SOURCE EXTRACT:
- - - - -

Apathy threatens open government

This is sunshine week in U.S. journalism.

Unfortunately, that doesn’t mean newspapers and broadcasters will be delivering weather reports of warm temperatures and sunny skies; it means we’ll be working to raise awareness about the importance of open government and the places it is threatened.

Although it might sound trite, it can’t be said enough: The freedom to obtain information about how government is being run is a fundamental part of any healthy democracy. And, it is a cornerstone of this one.

“A popular Government without popular information or the means of acquiring it, is but a Prologue to a Farce or Tragedy or perhaps both. Knowledge will forever govern ignorance: And a people who mean to be their own Governors must arm themselves with the power knowledge gives,” James Madison wrote to W.T. Barry, the lieutenant governor of Kentucky, in 1822.

As a newspaper, we will continue to watch government year-round. We will raise objections when we feel information that should be public is being kept secret, and we will report on what we believe to be violations of the public’s right to know.

However, open government also requires that government officials always keep its importance in mind and, more importantly, that members of the public demand that their government officials give them the information that is rightfully theirs.

Public apathy is one of the greatest threats to open government today. Government officials can keep information secret only when too few people fail to demand it from them.

It seems the public today often has little interest in the way its government is run, until it affects them directly. Although the presidential election this past fall drew some of the largest voting numbers in years, most elections, especially local ones, are decided by a fraction of the public.

We saw an example of that in Gorham last week. A paltry 5 percent of registered voters cast ballots on the fate of the Shaw School. Even though the weather was bad in the afternoon, the turnout should have been much higher.

One woman, who declined to give her name, told us she voted against it because she hadn’t heard anything about it until the day of the election, despite the fact that the media had been reporting on it for months.

More people will likely care when the $7 million project affects their tax bills. Many people probably would have cared if the building had been torn down. With the low voter turnout, that could have happened easily because the election was decided by fewer than 40 votes.

For open government to work, members of the public have to let government officials know that they want to know.

- - - - -

DATA ENTRIES:
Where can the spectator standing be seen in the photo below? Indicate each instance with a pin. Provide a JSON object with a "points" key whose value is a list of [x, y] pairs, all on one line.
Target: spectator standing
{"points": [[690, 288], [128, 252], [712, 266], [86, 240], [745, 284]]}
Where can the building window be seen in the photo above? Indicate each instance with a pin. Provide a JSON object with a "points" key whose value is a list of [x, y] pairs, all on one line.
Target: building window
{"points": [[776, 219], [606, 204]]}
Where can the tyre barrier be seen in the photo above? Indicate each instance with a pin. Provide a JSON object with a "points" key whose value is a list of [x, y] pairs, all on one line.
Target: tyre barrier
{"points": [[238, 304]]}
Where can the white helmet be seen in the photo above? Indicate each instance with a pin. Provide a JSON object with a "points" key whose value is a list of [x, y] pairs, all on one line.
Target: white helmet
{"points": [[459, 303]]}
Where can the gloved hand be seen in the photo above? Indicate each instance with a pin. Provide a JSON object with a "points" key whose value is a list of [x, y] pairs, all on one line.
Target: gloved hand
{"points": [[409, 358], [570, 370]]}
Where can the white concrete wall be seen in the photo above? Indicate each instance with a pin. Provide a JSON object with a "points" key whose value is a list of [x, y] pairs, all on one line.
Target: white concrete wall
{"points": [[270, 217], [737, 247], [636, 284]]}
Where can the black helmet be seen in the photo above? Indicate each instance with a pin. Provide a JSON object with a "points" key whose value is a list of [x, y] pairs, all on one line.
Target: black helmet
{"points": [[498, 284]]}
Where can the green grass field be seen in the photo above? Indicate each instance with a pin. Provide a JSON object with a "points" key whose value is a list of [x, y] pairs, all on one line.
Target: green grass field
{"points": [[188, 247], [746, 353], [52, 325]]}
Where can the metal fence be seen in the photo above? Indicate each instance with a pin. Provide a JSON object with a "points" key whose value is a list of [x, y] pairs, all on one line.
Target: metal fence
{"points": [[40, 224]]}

- - - - -

WORK TO COMPLETE:
A: In the open-government editorial, reproduce word for word everything from "Unfortunately, that doesn’t" down to "Kentucky, in 1822.".
B: Answer these from the open-government editorial:
(i) To whom did James Madison write, and in what year?
(ii) What percentage of registered voters cast ballots on the fate of the Shaw School?
(iii) By fewer than how many votes was that election decided?

ANSWERS PER TASK:
A:
Unfortunately, that doesn’t mean newspapers and broadcasters will be delivering weather reports of warm temperatures and sunny skies; it means we’ll be working to raise awareness about the importance of open government and the places it is threatened.

Although it might sound trite, it can’t be said enough: The freedom to obtain information about how government is being run is a fundamental part of any healthy democracy. And, it is a cornerstone of this one.

“A popular Government without popular information or the means of acquiring it, is but a Prologue to a Farce or Tragedy or perhaps both. Knowledge will forever govern ignorance: And a people who mean to be their own Governors must arm themselves with the power knowledge gives,” James Madison wrote to W.T. Barry, the lieutenant governor of Kentucky, in 1822.

B:
(i) W.T. Barry, the lieutenant governor of Kentucky, in 1822.
(ii) 5 percent.
(iii) Fewer than 40 votes.